-- Material shown start --

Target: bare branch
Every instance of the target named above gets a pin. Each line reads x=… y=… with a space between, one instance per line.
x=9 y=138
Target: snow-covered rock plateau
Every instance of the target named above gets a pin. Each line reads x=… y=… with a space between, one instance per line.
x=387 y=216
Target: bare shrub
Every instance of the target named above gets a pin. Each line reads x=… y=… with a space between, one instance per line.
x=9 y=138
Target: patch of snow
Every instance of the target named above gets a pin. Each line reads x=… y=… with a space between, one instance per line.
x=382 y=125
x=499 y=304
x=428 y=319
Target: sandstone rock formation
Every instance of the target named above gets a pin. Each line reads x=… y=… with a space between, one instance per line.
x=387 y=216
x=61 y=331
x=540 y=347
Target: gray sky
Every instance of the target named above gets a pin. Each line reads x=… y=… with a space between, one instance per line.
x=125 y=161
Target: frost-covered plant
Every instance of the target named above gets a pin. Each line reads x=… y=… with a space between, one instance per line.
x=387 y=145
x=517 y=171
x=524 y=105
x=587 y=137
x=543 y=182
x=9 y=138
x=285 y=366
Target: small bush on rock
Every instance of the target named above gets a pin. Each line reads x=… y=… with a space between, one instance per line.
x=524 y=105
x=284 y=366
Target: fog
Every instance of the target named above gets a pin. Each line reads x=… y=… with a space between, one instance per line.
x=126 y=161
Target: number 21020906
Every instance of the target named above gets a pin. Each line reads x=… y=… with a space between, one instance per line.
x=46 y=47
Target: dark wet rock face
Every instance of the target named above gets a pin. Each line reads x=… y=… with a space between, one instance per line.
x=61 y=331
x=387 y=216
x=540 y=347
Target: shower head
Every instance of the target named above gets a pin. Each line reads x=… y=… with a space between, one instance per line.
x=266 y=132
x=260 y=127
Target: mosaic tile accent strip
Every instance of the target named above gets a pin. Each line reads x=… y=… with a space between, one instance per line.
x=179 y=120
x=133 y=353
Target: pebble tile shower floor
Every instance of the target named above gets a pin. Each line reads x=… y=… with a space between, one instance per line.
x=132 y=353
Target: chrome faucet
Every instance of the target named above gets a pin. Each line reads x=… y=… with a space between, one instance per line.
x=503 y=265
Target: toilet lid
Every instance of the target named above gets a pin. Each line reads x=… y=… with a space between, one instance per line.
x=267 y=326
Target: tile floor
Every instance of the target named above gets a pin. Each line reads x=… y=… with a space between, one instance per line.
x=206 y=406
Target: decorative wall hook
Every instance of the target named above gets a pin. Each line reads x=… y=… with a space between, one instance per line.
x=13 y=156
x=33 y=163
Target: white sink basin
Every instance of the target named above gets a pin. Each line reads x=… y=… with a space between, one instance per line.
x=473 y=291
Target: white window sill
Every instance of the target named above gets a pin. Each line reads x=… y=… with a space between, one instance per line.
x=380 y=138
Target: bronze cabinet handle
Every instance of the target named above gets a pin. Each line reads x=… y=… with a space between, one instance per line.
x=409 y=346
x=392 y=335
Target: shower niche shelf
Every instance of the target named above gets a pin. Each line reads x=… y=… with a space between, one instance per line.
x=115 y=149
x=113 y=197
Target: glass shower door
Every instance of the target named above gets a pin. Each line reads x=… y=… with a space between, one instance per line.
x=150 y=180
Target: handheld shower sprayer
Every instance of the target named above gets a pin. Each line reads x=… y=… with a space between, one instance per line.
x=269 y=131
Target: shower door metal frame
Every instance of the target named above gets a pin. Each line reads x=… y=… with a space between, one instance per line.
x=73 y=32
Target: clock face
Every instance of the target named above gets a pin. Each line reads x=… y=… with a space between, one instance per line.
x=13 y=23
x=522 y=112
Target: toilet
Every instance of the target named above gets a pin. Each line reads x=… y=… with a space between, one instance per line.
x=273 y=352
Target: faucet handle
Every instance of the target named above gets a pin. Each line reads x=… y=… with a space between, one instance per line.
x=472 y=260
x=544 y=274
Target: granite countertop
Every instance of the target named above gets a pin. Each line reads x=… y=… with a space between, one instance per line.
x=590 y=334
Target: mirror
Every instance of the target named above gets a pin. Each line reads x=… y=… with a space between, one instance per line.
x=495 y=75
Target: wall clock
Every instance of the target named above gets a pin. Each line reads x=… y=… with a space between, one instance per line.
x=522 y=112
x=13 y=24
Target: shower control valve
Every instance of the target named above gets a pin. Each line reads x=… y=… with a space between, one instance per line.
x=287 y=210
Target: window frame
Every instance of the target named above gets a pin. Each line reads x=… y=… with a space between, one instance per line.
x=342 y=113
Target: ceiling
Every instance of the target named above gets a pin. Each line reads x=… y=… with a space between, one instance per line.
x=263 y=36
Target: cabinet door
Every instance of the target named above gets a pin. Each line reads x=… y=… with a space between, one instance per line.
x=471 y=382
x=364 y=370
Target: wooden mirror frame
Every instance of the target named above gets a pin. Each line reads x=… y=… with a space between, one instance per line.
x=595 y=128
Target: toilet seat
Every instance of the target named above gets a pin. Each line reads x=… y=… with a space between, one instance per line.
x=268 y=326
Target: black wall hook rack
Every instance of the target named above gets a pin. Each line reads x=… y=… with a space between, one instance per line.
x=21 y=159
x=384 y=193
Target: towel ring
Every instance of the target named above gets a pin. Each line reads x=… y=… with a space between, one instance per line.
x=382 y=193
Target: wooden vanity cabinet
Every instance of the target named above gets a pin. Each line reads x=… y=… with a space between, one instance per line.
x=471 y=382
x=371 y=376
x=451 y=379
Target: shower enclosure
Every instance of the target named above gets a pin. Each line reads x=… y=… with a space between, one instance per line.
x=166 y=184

-- Material shown end --

Copy the records starting at the line containing "Target: tile floor" and ending at the line containing "x=380 y=138", renaming "window sill" to "windowsill" and leaving everything else unchanged. Give only those lines.

● Full response:
Target: tile floor
Every instance of the target named above gets a pin. Each line reads x=… y=… with a space between, one instance per line.
x=206 y=406
Target: decorative wall hook
Every instance of the target named above gets a pin. Each line reads x=… y=… with a space between, one instance per line.
x=13 y=156
x=33 y=163
Target: white sink basin
Every instance of the target named above gets a pin. Each line reads x=… y=… with a space between, one instance per line.
x=473 y=291
Target: white windowsill
Every instance of the target named above gets a pin. Each line reads x=… y=… with a space between, one instance per line.
x=380 y=138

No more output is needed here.